■ **EXERCISE DETAILS**: Provide the data again in its entirety, exactly as given.
Start of GIVEN INFORMATION
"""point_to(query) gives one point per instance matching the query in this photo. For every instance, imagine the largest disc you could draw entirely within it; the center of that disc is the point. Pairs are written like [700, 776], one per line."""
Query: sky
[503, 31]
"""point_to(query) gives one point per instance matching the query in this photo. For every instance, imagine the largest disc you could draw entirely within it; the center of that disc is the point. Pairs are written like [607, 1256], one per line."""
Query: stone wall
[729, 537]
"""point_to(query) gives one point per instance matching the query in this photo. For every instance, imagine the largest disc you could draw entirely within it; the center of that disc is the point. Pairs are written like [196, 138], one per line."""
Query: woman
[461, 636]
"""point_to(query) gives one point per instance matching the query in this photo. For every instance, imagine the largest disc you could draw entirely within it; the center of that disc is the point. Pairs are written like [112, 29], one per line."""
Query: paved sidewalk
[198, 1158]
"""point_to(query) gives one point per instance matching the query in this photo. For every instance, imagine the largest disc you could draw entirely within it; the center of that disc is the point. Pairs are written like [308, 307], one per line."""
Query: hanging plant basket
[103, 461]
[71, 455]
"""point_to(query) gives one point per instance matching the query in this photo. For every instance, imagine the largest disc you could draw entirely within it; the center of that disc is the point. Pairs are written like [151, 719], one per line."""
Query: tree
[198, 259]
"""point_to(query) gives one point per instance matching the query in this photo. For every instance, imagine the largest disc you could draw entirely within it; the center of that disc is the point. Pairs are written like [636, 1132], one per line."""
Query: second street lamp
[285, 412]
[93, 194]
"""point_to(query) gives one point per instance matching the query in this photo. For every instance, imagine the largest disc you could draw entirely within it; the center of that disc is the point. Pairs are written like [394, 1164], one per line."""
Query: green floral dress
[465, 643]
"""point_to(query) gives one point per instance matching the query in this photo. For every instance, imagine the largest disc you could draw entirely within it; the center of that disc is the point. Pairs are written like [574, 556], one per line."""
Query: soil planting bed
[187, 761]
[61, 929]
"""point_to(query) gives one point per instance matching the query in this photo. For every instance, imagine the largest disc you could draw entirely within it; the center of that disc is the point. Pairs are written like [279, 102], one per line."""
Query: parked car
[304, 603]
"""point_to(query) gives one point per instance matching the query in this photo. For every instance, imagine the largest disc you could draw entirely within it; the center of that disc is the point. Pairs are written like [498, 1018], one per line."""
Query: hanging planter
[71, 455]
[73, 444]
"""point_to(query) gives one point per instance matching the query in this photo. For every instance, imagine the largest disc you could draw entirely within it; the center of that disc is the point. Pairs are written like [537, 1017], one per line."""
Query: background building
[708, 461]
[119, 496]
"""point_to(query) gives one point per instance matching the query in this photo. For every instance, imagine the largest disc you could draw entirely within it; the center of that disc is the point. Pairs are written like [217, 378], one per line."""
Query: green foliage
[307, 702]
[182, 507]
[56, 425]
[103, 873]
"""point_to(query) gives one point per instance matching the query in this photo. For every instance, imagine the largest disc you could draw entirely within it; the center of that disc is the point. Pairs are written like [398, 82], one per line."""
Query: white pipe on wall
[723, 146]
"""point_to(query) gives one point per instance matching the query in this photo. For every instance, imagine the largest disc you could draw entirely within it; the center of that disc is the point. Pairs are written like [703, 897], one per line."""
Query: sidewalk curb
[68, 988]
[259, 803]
End of GIVEN INFORMATION
■ **TASK SOLUTION**:
"""point_to(query) gives one point per instance matching the query in this photo. For every instance, imagine the largest disc you could draw entirely within it; the center of that disc is the point. Pairs are written like [700, 776], one per line."""
Query: sky
[503, 31]
"""point_to(query) gives one point per instance matching the query in this photo. For every instance, imagine the largest disc you could draw entirely within it; the center of that disc is the point. Pairs are written like [607, 1256], one per line."""
Query: stone wall
[729, 537]
"""point_to(query) gives one point per instance matching the query in this photo. For every instance, imagine the largest disc you could draw entirely within it; the center of that disc is the point. Pairs are written like [196, 138], one per line."""
Query: woman
[461, 636]
"""point_to(query) gives one point per instance matching the query in this photo. For every instance, imagine the largest disc you could draw entirely within it; the center of that disc is the point. Pairs are written like [112, 29], one per line."""
Query: paved sidewalk
[198, 1158]
"""point_to(query) gives one point per instance matching the query in this photo. For every instance, imagine the largest disc you could draw entirely within it; the center of that disc is the point. Pairs are written like [308, 307], one per line."""
Query: hanging plant basket
[103, 461]
[71, 455]
"""point_to(query) gives one point per instance matching the query in this photo. For every instance, imagine the largest disc you could draw entirely within it; the center of that disc is the point. Pairs are written like [151, 719], one per line."""
Query: tree
[198, 259]
"""point_to(query) gives one point per instance matching the query in this photo. For every instance, imagine the largest disc you could draw entirely within it; the center of that disc is the point. Pairs are written like [636, 1132], one per line."""
Query: second street lamp
[285, 412]
[93, 194]
"""point_to(query) gives one point per instance matching the query in this photo. For every instance, imagine the largest disc you could draw entirely within it; the center of that disc is the point. Pairs are written like [394, 1164], one per line."""
Query: green floral dress
[465, 643]
"""point_to(query) gives one point per instance matching the query in this photo. For every instance, imagine the largest disc you could draw entirely within it; the center of that disc is the point. Pairs are written like [574, 556], one per line."""
Query: soil planting bed
[187, 761]
[61, 929]
"""point_to(query) gives one point per instance matching the query in this photo. For every instance, imagine the largest disc you could draw entirely within it; the center of that disc is the point. Pairs are written like [279, 102], one per line."""
Query: parked car
[304, 603]
"""point_to(query) gives one point per instance matching the query in this photo. For every instance, imagine the largest disc you could draw entirely within it; the center of that disc is the point. Pairs are written like [498, 1018], one per line."""
Query: hanging planter
[71, 455]
[73, 444]
"""point_to(query) gives one point per instance matching the query in this photo. For every instance, imagine the largest disc you could draw entirely within it; the center of that disc is the point. Pairs are written like [537, 1017], one per line."""
Query: background building
[708, 461]
[119, 496]
"""point_to(query) gives one point per instance matching the query in this photo. For every instance, imagine the largest disc you could draw entirely within it; the center of that disc is the point. Pairs are written like [217, 378], one per line."""
Query: green foliage
[307, 702]
[182, 507]
[56, 425]
[103, 873]
"""point_to(query) gives one point per instance matching the query in this photo. For every instance, imagine the largest disc you could draw entirely within it; the center of that disc is the point. Pairs are written like [398, 82], one per line."""
Query: white pipe on wall
[723, 146]
"""point_to(query) gives one point per instance matching the query in this photo. For every instance, imagine the largest disc you could draw entirely within it; the center of that disc is the point. Pairs are written like [703, 897], one per line."""
Query: sidewalk curb
[68, 988]
[259, 803]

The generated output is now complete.